* Begin *

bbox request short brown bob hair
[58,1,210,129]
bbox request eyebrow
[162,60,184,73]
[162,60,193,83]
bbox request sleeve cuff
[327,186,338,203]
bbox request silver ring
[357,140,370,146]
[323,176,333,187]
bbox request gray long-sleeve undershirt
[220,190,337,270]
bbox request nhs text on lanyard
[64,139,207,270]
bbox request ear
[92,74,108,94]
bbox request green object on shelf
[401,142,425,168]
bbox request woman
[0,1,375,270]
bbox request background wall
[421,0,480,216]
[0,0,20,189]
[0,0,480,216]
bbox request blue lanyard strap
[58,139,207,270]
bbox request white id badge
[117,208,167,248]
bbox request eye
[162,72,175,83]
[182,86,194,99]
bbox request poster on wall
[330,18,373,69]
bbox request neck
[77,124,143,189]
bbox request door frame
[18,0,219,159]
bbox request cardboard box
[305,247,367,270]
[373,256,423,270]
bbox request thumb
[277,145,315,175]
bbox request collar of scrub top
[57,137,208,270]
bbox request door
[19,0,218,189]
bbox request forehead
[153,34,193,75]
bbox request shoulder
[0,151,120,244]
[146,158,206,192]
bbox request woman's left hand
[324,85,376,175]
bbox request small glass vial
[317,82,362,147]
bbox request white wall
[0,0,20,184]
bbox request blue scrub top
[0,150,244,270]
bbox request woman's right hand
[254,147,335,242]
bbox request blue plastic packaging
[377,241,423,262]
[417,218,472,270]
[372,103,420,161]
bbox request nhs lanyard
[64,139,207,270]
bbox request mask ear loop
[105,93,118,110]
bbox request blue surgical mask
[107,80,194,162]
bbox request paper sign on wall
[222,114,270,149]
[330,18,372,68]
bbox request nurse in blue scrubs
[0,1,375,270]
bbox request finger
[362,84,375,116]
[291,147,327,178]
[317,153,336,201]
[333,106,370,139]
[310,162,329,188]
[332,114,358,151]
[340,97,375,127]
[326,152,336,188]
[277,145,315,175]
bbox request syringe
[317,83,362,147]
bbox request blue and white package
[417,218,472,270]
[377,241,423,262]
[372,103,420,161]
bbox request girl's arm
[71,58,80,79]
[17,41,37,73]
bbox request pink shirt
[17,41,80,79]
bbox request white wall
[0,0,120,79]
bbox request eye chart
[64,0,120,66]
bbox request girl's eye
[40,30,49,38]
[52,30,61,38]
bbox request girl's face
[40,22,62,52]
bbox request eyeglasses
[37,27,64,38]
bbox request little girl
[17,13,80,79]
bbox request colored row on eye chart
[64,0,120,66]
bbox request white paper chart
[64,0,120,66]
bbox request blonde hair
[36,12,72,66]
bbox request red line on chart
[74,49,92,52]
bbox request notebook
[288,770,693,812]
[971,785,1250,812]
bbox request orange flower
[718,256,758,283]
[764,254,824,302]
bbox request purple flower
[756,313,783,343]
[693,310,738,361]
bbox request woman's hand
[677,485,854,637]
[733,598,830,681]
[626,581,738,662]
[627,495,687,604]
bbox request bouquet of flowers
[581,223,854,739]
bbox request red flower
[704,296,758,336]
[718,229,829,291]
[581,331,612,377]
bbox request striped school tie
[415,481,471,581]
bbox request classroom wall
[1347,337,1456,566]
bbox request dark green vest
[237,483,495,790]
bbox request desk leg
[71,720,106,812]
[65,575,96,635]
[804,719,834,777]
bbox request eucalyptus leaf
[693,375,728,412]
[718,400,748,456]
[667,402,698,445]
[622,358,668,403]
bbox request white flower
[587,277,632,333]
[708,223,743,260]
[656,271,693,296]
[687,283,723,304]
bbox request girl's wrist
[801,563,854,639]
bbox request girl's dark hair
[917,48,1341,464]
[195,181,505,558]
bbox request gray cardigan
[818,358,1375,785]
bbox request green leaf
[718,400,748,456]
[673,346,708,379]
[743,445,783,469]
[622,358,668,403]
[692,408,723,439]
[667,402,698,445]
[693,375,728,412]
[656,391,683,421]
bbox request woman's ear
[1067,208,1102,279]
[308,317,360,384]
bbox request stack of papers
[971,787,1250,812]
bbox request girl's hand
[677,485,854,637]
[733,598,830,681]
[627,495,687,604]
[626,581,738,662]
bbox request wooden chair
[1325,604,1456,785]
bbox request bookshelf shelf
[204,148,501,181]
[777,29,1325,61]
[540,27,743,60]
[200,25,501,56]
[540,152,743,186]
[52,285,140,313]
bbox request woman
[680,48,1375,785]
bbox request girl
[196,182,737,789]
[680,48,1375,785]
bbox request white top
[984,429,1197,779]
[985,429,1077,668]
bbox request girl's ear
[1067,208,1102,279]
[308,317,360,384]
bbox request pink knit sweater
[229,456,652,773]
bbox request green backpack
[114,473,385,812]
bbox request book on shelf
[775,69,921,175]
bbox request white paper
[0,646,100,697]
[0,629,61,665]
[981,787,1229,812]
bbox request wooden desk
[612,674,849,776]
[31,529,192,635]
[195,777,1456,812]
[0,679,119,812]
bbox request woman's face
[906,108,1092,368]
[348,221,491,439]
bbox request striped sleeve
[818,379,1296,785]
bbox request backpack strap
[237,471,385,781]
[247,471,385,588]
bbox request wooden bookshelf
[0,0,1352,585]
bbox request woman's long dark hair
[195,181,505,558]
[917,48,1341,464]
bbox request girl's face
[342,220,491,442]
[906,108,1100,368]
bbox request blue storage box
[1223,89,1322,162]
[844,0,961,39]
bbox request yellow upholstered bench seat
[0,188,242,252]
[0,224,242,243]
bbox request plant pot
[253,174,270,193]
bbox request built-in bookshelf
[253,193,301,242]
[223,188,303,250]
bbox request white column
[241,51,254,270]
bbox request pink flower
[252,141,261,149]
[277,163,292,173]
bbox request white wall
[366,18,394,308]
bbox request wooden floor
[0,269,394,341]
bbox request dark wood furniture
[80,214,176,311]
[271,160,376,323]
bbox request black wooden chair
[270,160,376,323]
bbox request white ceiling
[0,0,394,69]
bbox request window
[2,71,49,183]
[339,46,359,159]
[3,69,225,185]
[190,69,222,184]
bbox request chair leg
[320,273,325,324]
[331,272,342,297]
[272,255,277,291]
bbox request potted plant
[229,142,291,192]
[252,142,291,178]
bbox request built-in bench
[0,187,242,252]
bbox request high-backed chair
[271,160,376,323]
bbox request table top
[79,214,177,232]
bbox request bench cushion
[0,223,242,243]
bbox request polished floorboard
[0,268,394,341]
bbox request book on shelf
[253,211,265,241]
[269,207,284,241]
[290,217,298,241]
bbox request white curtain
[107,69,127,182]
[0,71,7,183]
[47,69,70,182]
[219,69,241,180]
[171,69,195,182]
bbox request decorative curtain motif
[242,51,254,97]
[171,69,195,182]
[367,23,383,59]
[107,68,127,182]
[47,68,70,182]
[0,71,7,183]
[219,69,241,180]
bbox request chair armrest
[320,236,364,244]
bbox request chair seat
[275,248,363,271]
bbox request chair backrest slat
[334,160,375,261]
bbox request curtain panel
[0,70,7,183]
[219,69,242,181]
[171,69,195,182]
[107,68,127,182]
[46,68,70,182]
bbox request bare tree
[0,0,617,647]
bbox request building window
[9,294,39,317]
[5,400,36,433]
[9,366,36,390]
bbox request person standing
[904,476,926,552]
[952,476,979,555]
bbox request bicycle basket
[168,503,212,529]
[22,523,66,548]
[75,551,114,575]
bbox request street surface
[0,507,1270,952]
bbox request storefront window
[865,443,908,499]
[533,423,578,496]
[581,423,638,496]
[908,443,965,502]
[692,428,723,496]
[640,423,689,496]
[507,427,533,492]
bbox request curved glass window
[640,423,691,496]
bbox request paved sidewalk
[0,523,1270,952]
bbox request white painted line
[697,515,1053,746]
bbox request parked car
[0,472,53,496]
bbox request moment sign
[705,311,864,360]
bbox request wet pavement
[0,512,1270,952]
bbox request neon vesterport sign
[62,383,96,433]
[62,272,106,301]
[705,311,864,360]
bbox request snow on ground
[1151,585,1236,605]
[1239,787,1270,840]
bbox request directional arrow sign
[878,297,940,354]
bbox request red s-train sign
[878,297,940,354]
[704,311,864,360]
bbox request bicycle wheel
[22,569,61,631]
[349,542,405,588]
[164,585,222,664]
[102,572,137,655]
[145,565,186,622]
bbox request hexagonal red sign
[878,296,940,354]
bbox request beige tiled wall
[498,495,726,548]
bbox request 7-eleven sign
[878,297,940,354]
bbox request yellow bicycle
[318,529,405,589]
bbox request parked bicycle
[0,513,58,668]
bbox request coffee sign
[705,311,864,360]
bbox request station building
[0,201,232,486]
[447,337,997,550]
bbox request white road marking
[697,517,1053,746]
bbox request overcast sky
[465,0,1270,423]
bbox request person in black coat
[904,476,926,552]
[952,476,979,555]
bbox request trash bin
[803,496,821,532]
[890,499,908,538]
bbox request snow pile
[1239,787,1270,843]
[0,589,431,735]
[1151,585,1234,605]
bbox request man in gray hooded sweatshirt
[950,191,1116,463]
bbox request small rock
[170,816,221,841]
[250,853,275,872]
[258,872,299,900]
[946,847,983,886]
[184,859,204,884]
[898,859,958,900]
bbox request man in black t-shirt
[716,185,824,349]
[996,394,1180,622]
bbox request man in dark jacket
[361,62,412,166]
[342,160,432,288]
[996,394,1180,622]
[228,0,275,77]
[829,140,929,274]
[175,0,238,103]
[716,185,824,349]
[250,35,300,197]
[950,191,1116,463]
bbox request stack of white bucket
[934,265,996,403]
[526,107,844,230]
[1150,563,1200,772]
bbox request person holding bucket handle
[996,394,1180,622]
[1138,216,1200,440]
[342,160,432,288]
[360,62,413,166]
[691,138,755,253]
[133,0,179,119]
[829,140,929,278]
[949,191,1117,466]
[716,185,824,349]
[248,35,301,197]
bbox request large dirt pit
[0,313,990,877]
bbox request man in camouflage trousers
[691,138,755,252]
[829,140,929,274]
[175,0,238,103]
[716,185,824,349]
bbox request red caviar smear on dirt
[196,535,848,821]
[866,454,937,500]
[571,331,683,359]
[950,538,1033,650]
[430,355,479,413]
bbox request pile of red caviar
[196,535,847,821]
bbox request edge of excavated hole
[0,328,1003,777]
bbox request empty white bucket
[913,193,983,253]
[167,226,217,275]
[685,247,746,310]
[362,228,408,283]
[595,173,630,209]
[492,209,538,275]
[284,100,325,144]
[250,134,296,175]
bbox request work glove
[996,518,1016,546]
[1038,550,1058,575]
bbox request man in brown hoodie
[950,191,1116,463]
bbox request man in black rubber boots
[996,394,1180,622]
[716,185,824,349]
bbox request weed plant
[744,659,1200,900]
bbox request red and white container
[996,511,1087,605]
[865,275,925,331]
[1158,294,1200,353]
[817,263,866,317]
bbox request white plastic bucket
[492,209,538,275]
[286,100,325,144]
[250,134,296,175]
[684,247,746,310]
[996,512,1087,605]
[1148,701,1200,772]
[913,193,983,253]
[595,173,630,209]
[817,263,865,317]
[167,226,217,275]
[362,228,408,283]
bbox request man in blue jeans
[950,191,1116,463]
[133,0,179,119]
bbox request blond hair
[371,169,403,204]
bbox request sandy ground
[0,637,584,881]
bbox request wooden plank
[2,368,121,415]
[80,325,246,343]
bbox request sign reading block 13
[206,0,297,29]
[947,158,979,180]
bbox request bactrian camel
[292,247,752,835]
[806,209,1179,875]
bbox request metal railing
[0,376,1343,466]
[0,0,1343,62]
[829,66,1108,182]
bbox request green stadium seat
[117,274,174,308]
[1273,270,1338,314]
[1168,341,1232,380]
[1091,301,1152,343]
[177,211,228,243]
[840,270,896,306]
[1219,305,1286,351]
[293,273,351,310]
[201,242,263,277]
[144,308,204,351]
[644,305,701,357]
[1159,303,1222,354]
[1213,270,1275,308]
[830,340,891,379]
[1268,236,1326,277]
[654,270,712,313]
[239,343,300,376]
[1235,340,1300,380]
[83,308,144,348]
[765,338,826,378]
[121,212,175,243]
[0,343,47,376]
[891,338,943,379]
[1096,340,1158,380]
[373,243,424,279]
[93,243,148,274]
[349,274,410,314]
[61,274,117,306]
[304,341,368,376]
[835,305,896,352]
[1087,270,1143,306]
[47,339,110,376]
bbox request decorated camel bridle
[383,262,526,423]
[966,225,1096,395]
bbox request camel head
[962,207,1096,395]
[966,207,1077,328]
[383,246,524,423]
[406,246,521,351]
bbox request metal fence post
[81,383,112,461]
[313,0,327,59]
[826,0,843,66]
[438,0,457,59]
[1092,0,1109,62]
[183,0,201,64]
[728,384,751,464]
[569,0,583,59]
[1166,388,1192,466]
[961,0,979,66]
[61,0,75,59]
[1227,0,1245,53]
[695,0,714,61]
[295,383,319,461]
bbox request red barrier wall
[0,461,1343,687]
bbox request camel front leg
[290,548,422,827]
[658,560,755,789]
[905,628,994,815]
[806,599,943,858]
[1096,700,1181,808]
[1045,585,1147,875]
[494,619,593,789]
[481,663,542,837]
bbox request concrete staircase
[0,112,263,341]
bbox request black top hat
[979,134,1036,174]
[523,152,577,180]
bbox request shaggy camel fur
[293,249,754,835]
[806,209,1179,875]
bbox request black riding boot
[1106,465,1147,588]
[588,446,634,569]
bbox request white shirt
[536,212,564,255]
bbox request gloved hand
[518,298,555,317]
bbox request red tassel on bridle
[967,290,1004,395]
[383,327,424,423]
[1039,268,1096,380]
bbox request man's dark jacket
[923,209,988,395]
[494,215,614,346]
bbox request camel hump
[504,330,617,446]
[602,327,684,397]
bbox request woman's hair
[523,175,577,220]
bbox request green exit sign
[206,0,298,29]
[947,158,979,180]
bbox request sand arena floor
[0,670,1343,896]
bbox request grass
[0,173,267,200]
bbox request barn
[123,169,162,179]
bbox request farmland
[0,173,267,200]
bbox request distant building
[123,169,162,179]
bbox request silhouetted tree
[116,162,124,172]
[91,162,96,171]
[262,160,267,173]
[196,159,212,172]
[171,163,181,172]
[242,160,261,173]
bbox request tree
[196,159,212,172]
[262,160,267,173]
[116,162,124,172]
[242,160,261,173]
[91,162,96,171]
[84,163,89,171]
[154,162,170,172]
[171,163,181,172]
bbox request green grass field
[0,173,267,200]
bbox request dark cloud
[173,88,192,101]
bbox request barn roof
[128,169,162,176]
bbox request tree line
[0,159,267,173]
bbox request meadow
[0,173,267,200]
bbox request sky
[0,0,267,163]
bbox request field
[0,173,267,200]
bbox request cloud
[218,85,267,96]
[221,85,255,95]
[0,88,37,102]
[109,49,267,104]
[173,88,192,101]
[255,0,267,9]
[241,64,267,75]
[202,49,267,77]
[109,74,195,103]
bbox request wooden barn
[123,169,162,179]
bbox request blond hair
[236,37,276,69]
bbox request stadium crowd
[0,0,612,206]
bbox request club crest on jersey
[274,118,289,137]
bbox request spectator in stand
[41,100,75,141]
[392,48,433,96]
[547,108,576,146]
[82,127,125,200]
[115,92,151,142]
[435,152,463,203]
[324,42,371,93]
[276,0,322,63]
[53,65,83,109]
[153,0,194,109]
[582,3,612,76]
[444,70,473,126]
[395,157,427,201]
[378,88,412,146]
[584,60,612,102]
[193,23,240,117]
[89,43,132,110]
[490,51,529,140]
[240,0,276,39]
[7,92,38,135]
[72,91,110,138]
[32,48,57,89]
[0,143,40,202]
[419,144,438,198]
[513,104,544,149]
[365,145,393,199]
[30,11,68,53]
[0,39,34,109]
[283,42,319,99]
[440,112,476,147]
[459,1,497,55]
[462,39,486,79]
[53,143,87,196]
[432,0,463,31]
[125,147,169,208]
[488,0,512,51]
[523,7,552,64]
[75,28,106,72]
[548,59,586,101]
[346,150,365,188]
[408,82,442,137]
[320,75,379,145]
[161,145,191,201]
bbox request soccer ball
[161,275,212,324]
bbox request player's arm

* End *

▶ EXERCISE: Please find each line above that contains the word "bucket", and copy every one of those lines in full.

▶ WRITTEN SOLUTION:
bbox request stack of white bucket
bbox request person holding bucket handle
bbox request empty white bucket
bbox request white plastic bucket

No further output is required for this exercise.